Porque é que os preços do chocolate são importantes para o Banco Central Europeu?
O aumento dos preços dos alimentos pode ser uma dor de cabeça não só para as famílias da zona euro, mas também para o Banco Central Europeu.
O aumento dos preços dos alimentos pode ser uma dor de cabeça não só para as famílias da zona euro, mas também para o Banco Central Europeu. Embora a inflação geral tenha normalizado e se mantenha próxima da meta de médio prazo de 2% do BCE, a inflação alimentar "desde 2022 é claramente excecional e persistente", afirmou o banco central numa publicação recente no blogue. De acordo com o relatório, os consumidores pagam cerca de um terço mais do que antes da pandemia de COVID-19 para colocar uma refeição na mesa. O banco acrescentou que os preços dos alimentos aumentaram mais de 40% desde 2015, influenciando as decisões de juros do BCE.

■ Tarefa 1
Segundo o texto sobre os preços do chocolate, em quanto aumentaram os preços dos alimentos desde 2015?
■ Tarefa 2
Reproduza fielmente o trecho do texto sobre os preços do chocolate que começa em "Porque é que" e prossegue até "juros do BCE.".
Os registos apresentados a seguir provêm de uma fonte distinta.

■ Registos fornecidos
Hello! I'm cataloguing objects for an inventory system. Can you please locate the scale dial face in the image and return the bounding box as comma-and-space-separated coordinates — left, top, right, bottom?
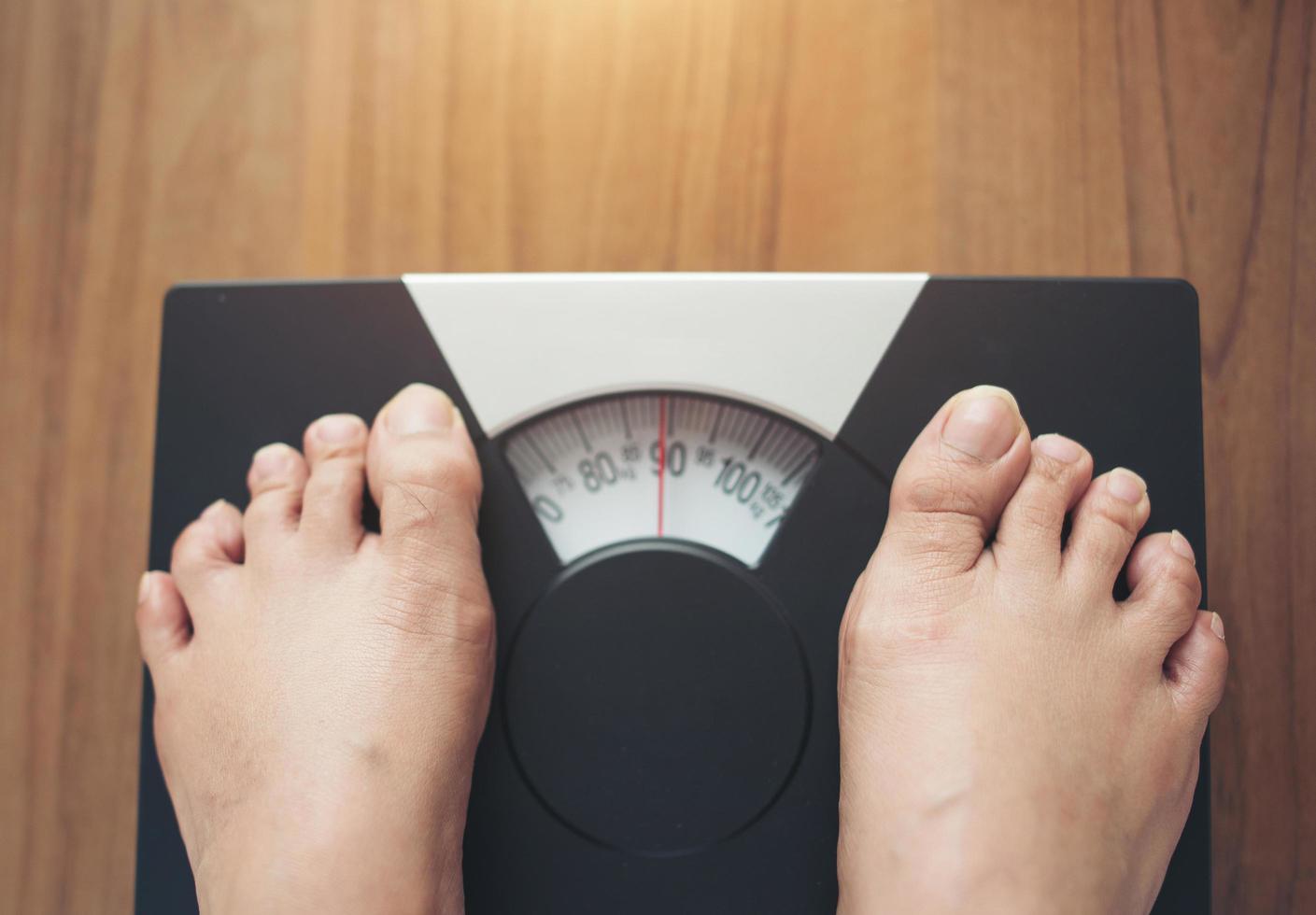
505, 393, 821, 568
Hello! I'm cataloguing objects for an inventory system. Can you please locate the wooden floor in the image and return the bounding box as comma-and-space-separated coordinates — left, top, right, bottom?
0, 0, 1316, 912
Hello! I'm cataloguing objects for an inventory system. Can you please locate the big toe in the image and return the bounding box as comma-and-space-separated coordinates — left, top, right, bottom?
1165, 610, 1229, 728
879, 386, 1032, 577
367, 384, 489, 643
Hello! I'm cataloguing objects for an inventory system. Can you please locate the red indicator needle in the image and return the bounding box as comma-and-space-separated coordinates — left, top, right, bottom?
658, 397, 667, 536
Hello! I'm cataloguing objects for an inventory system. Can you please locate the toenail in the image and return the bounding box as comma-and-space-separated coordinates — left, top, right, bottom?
251, 444, 292, 480
1037, 432, 1083, 464
1106, 467, 1148, 505
941, 386, 1023, 460
312, 413, 361, 444
384, 384, 453, 435
1170, 531, 1197, 565
1210, 612, 1225, 641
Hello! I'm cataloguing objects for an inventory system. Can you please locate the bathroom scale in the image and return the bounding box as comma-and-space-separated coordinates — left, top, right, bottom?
135, 274, 1210, 915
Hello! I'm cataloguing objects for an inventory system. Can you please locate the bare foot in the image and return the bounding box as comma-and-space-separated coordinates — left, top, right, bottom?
137, 386, 493, 912
839, 387, 1228, 912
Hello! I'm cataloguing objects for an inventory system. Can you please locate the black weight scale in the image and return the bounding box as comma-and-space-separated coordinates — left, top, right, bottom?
137, 274, 1210, 915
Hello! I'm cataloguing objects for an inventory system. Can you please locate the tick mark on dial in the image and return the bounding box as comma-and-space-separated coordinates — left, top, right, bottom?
572, 413, 593, 454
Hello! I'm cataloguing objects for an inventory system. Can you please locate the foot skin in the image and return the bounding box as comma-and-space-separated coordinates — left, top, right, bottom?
137, 386, 493, 914
839, 387, 1228, 914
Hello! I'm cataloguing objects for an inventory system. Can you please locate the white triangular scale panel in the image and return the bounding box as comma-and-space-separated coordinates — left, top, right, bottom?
403, 274, 927, 438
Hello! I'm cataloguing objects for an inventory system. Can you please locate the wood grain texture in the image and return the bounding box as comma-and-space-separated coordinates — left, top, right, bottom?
0, 0, 1316, 912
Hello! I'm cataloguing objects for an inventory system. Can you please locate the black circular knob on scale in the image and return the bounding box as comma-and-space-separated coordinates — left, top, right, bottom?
502, 541, 811, 856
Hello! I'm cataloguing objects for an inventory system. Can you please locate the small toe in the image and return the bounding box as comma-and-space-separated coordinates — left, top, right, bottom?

■ Resultado 1
Mais de 40%.

■ Resultado 2
Porque é que os preços do chocolate são importantes para o Banco Central Europeu?
O aumento dos preços dos alimentos pode ser uma dor de cabeça não só para as famílias da zona euro, mas também para o Banco Central Europeu.
O aumento dos preços dos alimentos pode ser uma dor de cabeça não só para as famílias da zona euro, mas também para o Banco Central Europeu. Embora a inflação geral tenha normalizado e se mantenha próxima da meta de médio prazo de 2% do BCE, a inflação alimentar "desde 2022 é claramente excecional e persistente", afirmou o banco central numa publicação recente no blogue. De acordo com o relatório, os consumidores pagam cerca de um terço mais do que antes da pandemia de COVID-19 para colocar uma refeição na mesa. O banco acrescentou que os preços dos alimentos aumentaram mais de 40% desde 2015, influenciando as decisões de juros do BCE.